_WHAT YOU NEED TO DO_
Show each line of the material below that contains the word "brick", copying those lines in full.

☆ ☆ ☆ ☆ ☆ ☆ ☆

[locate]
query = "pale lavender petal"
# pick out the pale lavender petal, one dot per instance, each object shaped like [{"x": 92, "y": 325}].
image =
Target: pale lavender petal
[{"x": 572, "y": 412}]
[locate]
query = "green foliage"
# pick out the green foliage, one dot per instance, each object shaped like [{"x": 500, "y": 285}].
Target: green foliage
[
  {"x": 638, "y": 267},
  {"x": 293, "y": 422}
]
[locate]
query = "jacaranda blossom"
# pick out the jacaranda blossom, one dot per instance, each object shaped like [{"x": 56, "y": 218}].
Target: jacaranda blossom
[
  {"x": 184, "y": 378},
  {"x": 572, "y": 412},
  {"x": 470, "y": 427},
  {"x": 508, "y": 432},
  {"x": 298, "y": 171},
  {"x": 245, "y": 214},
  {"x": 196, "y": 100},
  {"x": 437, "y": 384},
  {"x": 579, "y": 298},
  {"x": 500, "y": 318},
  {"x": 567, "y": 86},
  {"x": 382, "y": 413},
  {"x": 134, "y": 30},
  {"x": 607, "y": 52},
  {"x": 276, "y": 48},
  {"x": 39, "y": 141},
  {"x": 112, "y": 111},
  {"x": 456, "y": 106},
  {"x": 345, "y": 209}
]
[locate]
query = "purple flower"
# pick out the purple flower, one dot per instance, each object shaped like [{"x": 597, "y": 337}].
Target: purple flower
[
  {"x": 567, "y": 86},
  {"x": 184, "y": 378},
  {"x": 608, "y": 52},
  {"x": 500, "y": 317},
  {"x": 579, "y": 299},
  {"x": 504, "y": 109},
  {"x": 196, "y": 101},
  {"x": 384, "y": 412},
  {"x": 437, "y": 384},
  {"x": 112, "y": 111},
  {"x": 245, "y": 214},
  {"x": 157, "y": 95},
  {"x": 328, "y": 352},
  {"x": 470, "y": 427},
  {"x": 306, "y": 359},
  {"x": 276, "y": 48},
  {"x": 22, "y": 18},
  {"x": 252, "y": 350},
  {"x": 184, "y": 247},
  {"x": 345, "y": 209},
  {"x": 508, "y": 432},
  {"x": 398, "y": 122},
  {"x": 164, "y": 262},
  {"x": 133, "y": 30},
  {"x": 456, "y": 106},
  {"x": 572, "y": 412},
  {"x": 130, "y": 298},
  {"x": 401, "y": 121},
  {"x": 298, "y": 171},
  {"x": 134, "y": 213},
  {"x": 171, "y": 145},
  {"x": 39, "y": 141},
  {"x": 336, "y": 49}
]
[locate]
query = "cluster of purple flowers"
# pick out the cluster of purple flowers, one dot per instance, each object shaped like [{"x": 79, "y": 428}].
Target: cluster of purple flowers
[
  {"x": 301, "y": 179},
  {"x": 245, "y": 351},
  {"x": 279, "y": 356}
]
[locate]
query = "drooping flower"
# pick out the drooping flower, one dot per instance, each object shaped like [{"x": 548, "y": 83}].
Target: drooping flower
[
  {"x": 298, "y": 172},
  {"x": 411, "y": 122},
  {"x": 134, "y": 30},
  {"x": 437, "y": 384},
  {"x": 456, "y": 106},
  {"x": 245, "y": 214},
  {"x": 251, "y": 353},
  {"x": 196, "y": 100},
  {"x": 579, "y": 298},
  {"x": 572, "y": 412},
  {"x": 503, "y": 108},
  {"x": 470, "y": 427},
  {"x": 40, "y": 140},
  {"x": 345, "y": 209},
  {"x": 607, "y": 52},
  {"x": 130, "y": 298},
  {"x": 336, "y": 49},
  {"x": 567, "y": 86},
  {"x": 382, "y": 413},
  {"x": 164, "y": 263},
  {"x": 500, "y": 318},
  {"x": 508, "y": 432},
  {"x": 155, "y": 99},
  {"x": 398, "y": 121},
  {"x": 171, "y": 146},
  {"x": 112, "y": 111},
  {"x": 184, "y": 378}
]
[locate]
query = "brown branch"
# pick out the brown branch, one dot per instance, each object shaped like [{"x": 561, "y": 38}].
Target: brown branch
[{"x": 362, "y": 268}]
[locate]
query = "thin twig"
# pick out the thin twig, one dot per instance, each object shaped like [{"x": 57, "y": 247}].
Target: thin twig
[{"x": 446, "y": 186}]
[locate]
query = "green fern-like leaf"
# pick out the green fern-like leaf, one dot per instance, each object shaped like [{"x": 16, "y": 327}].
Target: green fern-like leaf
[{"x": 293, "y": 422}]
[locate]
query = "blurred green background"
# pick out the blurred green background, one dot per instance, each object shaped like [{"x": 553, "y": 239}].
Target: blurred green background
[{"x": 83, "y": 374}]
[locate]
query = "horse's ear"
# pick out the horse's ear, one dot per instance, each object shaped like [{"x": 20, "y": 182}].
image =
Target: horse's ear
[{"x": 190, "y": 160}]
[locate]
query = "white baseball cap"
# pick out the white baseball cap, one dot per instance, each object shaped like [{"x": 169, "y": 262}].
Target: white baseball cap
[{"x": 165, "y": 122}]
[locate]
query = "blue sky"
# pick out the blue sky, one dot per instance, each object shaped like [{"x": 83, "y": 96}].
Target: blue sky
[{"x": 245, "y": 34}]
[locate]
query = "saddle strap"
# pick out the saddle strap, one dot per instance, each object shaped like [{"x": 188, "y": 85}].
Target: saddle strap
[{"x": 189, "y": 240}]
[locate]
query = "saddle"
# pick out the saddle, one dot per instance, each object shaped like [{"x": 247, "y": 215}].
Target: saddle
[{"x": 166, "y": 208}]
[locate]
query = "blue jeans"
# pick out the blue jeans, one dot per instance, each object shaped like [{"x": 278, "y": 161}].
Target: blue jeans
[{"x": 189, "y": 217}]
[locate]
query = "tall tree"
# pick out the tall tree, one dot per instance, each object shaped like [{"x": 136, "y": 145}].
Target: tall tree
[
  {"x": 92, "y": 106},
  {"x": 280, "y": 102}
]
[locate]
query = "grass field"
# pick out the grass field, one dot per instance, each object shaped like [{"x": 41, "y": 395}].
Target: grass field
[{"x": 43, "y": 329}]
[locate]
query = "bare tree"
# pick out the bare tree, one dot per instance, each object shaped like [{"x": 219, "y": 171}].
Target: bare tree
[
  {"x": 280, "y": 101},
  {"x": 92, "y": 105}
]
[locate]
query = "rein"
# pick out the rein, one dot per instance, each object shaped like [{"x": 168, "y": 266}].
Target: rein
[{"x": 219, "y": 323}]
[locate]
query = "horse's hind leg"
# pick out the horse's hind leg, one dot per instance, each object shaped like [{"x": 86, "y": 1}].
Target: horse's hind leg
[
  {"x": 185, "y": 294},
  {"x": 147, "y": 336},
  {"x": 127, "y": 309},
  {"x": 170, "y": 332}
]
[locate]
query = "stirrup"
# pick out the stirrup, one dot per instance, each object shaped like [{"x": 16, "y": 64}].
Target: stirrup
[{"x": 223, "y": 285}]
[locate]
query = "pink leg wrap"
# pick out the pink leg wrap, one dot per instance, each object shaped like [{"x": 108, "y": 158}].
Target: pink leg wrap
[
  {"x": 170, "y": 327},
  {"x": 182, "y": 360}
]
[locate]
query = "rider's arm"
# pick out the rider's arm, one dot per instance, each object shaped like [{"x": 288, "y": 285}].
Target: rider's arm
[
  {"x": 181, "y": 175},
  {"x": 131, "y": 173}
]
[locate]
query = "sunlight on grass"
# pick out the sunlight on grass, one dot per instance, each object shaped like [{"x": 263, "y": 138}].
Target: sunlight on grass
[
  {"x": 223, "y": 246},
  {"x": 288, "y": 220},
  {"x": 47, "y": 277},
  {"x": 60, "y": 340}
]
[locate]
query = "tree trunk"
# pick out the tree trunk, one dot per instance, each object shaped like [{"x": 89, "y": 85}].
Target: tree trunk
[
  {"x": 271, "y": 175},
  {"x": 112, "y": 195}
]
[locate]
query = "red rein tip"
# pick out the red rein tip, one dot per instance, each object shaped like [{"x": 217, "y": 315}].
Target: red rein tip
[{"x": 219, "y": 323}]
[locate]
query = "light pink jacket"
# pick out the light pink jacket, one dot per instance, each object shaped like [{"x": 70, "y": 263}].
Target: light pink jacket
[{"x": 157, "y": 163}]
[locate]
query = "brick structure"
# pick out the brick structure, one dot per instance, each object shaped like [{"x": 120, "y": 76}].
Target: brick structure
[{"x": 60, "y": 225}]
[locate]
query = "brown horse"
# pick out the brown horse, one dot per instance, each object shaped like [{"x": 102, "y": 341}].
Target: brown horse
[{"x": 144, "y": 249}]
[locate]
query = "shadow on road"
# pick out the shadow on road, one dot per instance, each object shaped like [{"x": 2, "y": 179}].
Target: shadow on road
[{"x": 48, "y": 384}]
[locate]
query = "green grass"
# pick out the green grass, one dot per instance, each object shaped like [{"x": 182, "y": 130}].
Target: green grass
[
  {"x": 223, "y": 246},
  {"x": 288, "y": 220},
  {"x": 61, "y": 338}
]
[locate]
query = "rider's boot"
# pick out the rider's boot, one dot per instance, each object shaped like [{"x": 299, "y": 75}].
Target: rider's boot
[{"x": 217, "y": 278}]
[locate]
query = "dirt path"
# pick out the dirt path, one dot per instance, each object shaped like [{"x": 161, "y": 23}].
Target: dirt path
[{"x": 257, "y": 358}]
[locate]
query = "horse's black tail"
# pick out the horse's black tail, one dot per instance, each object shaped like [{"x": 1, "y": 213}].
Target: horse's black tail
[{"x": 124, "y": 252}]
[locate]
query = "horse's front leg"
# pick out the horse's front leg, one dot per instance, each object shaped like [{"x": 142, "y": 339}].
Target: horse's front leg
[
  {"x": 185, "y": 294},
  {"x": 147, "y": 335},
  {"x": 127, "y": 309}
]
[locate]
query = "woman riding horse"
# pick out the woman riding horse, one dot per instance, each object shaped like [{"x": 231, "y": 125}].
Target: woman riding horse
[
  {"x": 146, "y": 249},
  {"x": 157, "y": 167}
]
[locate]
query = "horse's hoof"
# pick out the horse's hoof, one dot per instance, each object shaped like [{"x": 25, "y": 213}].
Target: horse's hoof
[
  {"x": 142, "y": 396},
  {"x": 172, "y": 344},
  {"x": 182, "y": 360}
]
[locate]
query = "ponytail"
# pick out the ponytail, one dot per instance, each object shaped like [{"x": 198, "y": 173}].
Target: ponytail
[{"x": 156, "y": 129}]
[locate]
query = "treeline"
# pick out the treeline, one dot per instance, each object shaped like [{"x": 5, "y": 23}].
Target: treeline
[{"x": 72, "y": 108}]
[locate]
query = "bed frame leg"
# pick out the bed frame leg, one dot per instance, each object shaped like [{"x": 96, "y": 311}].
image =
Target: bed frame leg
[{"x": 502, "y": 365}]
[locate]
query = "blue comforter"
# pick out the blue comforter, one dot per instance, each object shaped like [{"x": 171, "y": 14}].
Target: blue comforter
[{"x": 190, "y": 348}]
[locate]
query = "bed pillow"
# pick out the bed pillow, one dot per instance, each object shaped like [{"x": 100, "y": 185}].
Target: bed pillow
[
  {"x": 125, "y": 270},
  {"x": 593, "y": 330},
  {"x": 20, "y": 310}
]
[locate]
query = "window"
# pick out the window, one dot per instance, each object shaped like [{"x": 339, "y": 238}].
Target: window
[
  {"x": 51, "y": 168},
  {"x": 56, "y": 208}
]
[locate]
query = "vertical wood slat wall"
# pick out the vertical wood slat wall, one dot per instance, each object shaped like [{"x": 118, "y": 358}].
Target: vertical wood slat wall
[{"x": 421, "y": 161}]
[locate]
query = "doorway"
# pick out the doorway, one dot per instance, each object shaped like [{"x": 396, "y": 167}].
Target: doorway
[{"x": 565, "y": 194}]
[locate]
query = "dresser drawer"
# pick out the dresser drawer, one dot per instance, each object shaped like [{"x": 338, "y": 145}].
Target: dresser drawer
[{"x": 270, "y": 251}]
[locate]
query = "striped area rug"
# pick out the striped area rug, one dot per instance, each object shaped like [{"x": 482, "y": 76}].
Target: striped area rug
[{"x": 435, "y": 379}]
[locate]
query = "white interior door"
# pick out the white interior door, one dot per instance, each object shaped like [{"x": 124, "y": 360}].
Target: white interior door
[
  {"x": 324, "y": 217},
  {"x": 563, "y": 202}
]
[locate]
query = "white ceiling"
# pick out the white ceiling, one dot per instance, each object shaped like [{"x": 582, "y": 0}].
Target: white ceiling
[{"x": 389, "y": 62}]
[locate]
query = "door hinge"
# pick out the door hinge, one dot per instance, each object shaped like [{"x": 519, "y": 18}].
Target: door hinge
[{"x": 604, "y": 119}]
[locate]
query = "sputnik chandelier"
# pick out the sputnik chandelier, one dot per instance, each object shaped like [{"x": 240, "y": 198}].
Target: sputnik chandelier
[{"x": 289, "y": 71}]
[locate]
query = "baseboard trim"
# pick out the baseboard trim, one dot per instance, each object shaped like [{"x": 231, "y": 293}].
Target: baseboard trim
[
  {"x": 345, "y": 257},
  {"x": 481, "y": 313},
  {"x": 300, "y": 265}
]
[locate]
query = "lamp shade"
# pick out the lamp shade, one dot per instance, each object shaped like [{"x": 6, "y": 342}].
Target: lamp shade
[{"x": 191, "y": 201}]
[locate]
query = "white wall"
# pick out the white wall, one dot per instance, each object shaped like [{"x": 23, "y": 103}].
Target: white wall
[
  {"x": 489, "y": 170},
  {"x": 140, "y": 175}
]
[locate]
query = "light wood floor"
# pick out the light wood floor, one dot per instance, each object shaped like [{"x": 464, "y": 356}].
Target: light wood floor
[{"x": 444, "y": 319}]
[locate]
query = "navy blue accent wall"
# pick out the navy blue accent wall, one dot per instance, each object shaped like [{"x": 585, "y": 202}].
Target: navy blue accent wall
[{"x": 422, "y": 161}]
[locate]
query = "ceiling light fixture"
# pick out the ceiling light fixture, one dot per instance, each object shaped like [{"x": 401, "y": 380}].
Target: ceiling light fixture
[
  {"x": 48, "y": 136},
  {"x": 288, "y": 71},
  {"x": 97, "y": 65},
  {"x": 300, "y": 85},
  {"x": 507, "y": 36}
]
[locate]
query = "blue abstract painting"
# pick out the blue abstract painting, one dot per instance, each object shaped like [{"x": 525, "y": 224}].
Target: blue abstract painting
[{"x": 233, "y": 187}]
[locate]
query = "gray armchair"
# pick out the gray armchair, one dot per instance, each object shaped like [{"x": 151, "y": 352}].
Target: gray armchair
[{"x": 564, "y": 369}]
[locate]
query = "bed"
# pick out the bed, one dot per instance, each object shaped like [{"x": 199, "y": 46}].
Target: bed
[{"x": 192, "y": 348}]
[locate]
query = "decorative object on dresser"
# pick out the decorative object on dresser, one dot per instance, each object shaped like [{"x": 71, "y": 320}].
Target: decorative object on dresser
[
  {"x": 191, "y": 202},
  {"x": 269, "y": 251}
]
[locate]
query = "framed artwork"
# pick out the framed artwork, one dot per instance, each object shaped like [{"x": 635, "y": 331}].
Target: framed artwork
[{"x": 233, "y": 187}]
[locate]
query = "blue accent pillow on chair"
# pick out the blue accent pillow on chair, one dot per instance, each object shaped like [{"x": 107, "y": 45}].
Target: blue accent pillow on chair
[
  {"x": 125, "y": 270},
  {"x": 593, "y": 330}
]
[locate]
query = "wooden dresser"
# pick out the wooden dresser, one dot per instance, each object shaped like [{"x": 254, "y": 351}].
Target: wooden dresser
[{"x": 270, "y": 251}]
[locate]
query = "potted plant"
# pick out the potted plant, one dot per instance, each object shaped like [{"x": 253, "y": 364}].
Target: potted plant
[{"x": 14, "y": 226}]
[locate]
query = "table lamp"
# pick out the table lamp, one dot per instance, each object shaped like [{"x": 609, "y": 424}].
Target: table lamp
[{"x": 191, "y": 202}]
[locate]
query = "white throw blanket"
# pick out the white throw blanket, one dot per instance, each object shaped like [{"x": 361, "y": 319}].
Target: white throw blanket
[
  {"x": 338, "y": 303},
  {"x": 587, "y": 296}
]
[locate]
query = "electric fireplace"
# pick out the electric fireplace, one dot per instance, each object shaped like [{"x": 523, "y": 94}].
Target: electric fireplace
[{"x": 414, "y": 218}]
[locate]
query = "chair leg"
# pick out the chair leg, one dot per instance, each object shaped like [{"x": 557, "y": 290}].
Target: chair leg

☆ ☆ ☆ ☆ ☆ ☆ ☆

_SOLUTION FOR THIS EXERCISE_
query = "brick structure"
# pick out the brick structure, one dot per instance, each object shaped like [{"x": 120, "y": 76}].
Target: brick structure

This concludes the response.